Supplied records Start Marker

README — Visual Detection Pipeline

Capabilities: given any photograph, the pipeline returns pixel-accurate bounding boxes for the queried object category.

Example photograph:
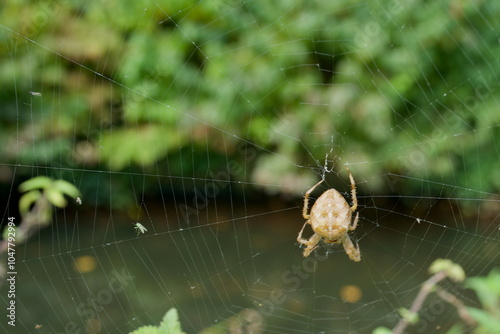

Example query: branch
[392,270,447,334]
[435,287,476,327]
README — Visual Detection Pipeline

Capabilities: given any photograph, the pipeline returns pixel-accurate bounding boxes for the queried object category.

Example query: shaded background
[1,0,500,333]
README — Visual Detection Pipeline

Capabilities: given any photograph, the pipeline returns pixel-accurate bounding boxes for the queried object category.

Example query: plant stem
[435,287,476,326]
[392,270,447,334]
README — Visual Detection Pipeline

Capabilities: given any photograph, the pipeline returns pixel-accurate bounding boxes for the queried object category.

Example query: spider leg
[350,212,359,231]
[297,221,310,243]
[342,234,361,262]
[302,179,324,220]
[344,165,357,212]
[297,221,322,257]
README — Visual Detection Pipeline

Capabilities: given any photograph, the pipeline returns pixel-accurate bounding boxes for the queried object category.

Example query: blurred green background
[1,0,500,209]
[2,1,500,334]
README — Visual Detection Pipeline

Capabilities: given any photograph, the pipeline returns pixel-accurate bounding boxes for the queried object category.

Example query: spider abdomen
[309,189,351,240]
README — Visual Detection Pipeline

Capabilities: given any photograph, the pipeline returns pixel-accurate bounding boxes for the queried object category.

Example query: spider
[297,165,361,261]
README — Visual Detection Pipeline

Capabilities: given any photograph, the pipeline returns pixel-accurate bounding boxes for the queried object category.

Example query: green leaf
[129,325,161,334]
[18,176,52,193]
[398,308,419,324]
[45,187,67,208]
[129,308,186,334]
[467,307,500,332]
[19,190,42,216]
[372,327,393,334]
[466,268,500,312]
[447,264,466,282]
[159,308,186,334]
[100,125,185,170]
[52,179,81,199]
[428,258,465,282]
[445,324,465,334]
[2,224,27,244]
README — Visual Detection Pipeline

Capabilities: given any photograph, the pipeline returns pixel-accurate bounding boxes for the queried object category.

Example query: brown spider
[297,165,361,261]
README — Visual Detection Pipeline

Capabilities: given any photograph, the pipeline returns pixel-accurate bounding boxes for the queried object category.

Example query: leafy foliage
[429,258,466,282]
[18,176,81,216]
[0,176,80,281]
[1,1,500,202]
[374,260,500,334]
[130,308,186,334]
[465,269,500,333]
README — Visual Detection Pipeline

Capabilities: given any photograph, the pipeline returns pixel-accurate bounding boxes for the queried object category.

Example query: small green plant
[130,307,263,334]
[18,176,81,217]
[374,259,500,334]
[130,308,186,334]
[0,176,81,282]
[14,176,81,243]
[463,268,500,333]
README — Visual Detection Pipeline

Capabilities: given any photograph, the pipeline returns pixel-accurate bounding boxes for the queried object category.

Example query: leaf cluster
[1,1,500,201]
[130,308,185,334]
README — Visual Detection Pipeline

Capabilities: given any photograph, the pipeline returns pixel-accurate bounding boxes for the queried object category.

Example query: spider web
[1,1,500,333]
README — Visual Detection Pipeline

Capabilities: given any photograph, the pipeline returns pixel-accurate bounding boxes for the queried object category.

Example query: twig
[392,270,447,334]
[435,287,476,327]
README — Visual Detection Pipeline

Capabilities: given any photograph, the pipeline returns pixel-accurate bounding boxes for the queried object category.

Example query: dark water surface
[5,197,498,334]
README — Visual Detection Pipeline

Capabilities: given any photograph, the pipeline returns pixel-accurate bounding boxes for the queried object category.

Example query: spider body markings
[297,165,361,261]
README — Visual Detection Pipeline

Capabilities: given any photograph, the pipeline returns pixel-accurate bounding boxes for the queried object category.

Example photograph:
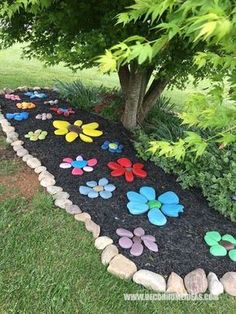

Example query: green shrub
[142,96,184,141]
[55,80,123,122]
[135,131,236,221]
[55,80,104,110]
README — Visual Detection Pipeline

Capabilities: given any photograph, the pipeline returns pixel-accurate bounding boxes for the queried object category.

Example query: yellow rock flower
[16,102,36,109]
[53,120,103,143]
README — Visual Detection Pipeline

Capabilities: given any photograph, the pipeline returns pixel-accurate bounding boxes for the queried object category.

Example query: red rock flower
[107,158,147,183]
[50,106,75,117]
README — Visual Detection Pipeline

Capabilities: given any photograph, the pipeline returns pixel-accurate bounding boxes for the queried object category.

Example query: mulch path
[1,90,236,277]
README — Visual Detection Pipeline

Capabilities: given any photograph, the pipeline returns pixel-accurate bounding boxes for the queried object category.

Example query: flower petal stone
[119,236,133,249]
[127,191,147,203]
[79,186,92,195]
[60,162,72,169]
[161,204,184,217]
[204,231,222,246]
[83,166,94,172]
[104,184,116,192]
[72,167,83,175]
[139,186,156,201]
[221,234,236,245]
[99,178,108,186]
[133,227,145,237]
[86,181,97,187]
[130,242,144,256]
[148,208,167,226]
[127,202,149,215]
[116,228,133,238]
[158,191,179,204]
[143,239,158,252]
[229,249,236,262]
[100,191,112,199]
[210,245,227,256]
[87,190,99,198]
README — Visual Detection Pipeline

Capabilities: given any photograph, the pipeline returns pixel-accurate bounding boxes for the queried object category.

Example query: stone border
[0,87,235,298]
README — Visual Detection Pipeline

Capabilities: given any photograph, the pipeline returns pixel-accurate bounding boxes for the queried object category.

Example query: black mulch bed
[1,90,236,277]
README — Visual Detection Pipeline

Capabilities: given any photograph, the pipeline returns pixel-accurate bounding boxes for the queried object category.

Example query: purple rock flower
[116,227,158,256]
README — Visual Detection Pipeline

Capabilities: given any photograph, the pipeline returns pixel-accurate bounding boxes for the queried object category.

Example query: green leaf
[216,133,236,146]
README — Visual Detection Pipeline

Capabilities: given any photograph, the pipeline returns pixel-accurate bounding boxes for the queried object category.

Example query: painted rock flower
[50,106,75,117]
[101,140,123,153]
[6,112,29,121]
[16,102,36,109]
[44,99,59,105]
[127,187,184,226]
[204,231,236,262]
[25,129,48,141]
[5,94,21,101]
[24,91,47,99]
[79,178,116,199]
[53,120,103,143]
[116,227,158,256]
[107,158,147,183]
[35,113,52,120]
[60,155,97,175]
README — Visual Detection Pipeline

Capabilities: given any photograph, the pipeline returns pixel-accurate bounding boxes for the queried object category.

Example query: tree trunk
[118,64,167,129]
[118,65,152,129]
[137,78,168,124]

Supplied records End Marker

Work to complete - Only the text of the records belongs in the answer, printed exactly and without pictures.

Written response -
README — Visual Detection Pipeline

Capabilities: given any photograph, the pipeline returns pixel-accurate bounding boxes for the queried object category.

Example photograph:

Example query: branch
[392,270,447,334]
[435,287,476,327]
README — Visual Detection Pipeline

Capabilities: given any photograph, the pipeline returns pixel-accurate bounding boxes for the queried object category.

Example query: shaded background
[1,0,500,333]
README — Visual Detection Pipeline

Capabilities: given any photograph, the pipeline returns pixel-accurate bounding boxes for the queried object category.

Example query: plant stem
[435,287,476,326]
[392,270,447,334]
README — Visual Detection Pipeline

Capabilities: given any photograph, the pipeline returns pixel-accurate bounding boxes for the queried object category.

Example query: spider leg
[350,212,359,231]
[297,221,310,243]
[342,234,361,262]
[302,179,324,220]
[344,165,357,212]
[297,221,322,257]
README — Visual Detection Pipeline

Capabilities: given any photograph, the pipeline returns pixel-accurate bounding boxes for the queried object category.

Example query: blurred green background
[1,0,500,209]
[2,1,500,334]
README — Visual Detection Pipeline

Capabilities: given any photograph, the pipeline returns pixel-accurate bounding boxes for the queried object category.

Example query: spider abdomen
[309,189,351,240]
README — Visual Detection Pipeline

Capabilities: given any photograph, the pipeline returns pixel-accurate bounding boxes for the queried object category.

Example query: spider
[297,165,361,261]
README — Visual Detection Pipeline

Capabilities: given any photograph, the pipeline returns pixel-accurate bounding boxes for the queried object category.

Example query: green leaf
[129,325,161,334]
[18,176,52,193]
[398,308,419,324]
[45,187,67,208]
[129,308,186,334]
[467,307,500,332]
[19,190,42,216]
[372,327,393,334]
[466,268,500,312]
[447,264,466,282]
[159,308,186,334]
[100,125,185,170]
[52,179,81,199]
[428,258,465,282]
[445,324,465,334]
[2,224,27,244]
README — Visual Detection Pipeline

Capabilities: given any photograph, the pipeline returns pixel-accurate bounding boxes for the queried object category.

Example query: brown spider
[297,165,361,261]
README — Visual Detection Pipeline

Capabilities: given any photograph, the pipeline returns pixel-accurate bounding boxes for the queried object category.

Example query: leafy foliage
[429,258,466,282]
[18,176,81,216]
[0,176,80,281]
[1,1,500,202]
[374,260,500,334]
[130,308,186,334]
[465,269,500,333]
README — Visual Detection Pipeline

Capabilities: given any photograph, the pipeline returns pixel-accurate bounding boxes for the queried object category.

Example query: small green plant
[130,307,263,334]
[18,176,81,217]
[374,259,500,334]
[130,308,186,334]
[0,176,81,282]
[14,176,81,243]
[463,268,500,333]
README — Visual Detection Pipeline

Capabilities: given any photograph, the pipeline returns pixel-accurate bounding boxes for the queried object category.

Example query: leaf cluster
[1,1,500,201]
[130,308,185,334]
README — Visual Detection Pipeline

Capabilities: given any photograph, the pipeline returns pixel-accurate bounding boxes for the queried object category.

Example query: spider web
[1,1,500,333]
README — Visual Detection Pipeline

Capabilities: given any photograph, the pipeline returns pixel-accurate bounding boxes for the queried object category.

Example query: twig
[392,270,447,334]
[435,287,476,327]
README — Visual Detection Pipeline

Capabilities: given any photograph, the pipeline returns pixel-accurate bounding boxes for the queried object category.

Example query: dark water surface
[5,197,498,334]
README — Visual Detection Pipeline

Capabilities: given any photograph, the pipeline returns pixel-accurate bounding boxes for the queried object category.

Example query: spider body markings
[297,165,361,261]
README — Visual Detection Pipeline

Capabilities: given any photograph, the pipeline returns pixel-accurate bounding boxes for the queried object category.

Example photograph:

Example query: green shrub
[142,96,184,141]
[55,80,123,122]
[135,131,236,221]
[55,80,104,110]
README — Visual Detection Pipeline

Capabilities: given any photograph, the pipeline returns pixel-accurate bounding boxes for the queried object category.

Example query: yellow rock flower
[16,102,36,109]
[53,120,103,143]
README — Visual Detection Pipeline

Capabilities: given any photograph, the pipeline returns pixel-accurate bounding boxes for the queried object category.

Example query: red rock flower
[107,158,147,183]
[50,106,75,117]
README — Visual Detection Pipeline

Capabilities: given any photograph, the pipeline returns pixel-accurate bounding boxes for the queried object category.

Example query: mulch path
[1,90,236,277]
README — Visual Detection Pipeline

Capabilities: given any photograph, the pipeline returns pixel-accurate bounding boxes for the queried object category.

Example query: flower petal stone
[119,236,133,249]
[127,191,147,203]
[79,186,92,195]
[60,162,72,169]
[161,204,184,217]
[204,231,222,246]
[83,166,94,172]
[104,184,116,192]
[72,167,83,175]
[139,186,156,201]
[221,234,236,245]
[99,178,108,186]
[133,227,145,237]
[86,181,97,187]
[130,242,144,256]
[148,208,167,226]
[127,202,149,215]
[116,228,133,238]
[158,191,179,204]
[143,239,158,252]
[229,249,236,262]
[100,191,112,199]
[210,245,227,256]
[87,190,99,198]
README — Visual Detection Pipeline

Capabilities: given any photograph, the pipeline returns pixel-accurate bounding boxes for the queried object category.

Example query: stone border
[0,87,235,298]
README — Visual Detection Pipeline

Capabilities: given any photograph, the pipeline returns pixel-accurate bounding boxes for the queried object category.

Example query: black mulch bed
[1,90,236,277]
README — Visual Detection Pipeline

Capabilities: given any photograph, the pipeline returns pixel-accurate bounding boxes for the queried object category.

Example query: purple rock flower
[116,227,158,256]
README — Visual Detection Pipeline

Capabilities: given any photograph, the pipeline returns pixel-accurate bounding boxes for the queried object category.

Example query: green leaf
[216,133,236,146]
README — Visual Detection Pipeline

Capabilities: given any photograph, the pipeline returns pixel-accurate bounding boxes for the queried object category.

Example query: painted rock flower
[50,106,75,117]
[101,140,123,153]
[6,112,29,121]
[16,102,36,109]
[44,99,59,105]
[127,187,184,226]
[204,231,236,262]
[25,129,48,141]
[5,94,21,101]
[24,91,47,99]
[79,178,116,199]
[53,120,103,143]
[116,227,158,256]
[107,158,147,183]
[35,113,52,120]
[60,155,97,175]
README — Visual Detection Pipeline

Capabilities: given any photograph, the pipeline returns pixel-accurate bounding boxes for the queried object category.

Example query: tree trunk
[118,64,167,129]
[118,65,152,129]
[137,78,168,124]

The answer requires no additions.